(Region pointing data)
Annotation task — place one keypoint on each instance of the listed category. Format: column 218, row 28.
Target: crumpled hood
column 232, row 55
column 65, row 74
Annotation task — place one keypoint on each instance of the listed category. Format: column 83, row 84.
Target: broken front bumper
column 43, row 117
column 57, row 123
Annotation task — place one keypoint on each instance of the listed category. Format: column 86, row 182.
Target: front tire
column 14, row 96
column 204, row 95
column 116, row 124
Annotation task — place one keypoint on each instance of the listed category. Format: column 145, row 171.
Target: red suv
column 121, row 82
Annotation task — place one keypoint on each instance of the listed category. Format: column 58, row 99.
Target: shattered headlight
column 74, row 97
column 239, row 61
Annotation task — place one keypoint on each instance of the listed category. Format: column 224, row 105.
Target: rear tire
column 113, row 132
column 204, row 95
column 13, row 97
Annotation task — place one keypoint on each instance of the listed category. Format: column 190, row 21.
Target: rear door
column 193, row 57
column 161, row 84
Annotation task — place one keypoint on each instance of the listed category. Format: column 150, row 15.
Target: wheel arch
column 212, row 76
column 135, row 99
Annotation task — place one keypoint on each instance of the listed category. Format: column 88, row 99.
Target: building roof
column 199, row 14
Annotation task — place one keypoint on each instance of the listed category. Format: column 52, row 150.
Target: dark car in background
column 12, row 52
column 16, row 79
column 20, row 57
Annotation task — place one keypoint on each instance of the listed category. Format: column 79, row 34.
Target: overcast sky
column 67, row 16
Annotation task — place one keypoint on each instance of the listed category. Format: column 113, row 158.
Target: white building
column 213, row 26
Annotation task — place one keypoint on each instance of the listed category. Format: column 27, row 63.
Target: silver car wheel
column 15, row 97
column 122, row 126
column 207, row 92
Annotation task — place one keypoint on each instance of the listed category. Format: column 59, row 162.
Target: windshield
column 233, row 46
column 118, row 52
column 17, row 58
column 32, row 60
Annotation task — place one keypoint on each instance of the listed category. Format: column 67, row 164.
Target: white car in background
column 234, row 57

◆ Task to complete ◆
All lines from the start of the entries through the line where "224, row 105." sits should be duplicated exactly, with nothing else in the output.

◆ Exercise output ◆
Annotation task — place one keypoint on each instance of the listed category. Format: column 218, row 28.
Target: crumpled hood
column 232, row 55
column 65, row 74
Annotation task — place one keypoint on each instance of the listed category. Format: column 83, row 84.
Target: broken front bumper
column 43, row 117
column 57, row 123
Annotation task — place one keypoint on each instance of the listed category. Format: column 86, row 182.
Target: front tire
column 14, row 96
column 204, row 95
column 116, row 124
Annotation task — place one keypoint on each instance of the listed category. Format: column 145, row 171.
Target: red suv
column 121, row 82
Annotation task — place one keypoint on each instance of the listed category. Format: column 58, row 99.
Target: shattered headlight
column 74, row 97
column 239, row 61
Annotation task — place one keypoint on each instance of the listed category. Format: column 224, row 105.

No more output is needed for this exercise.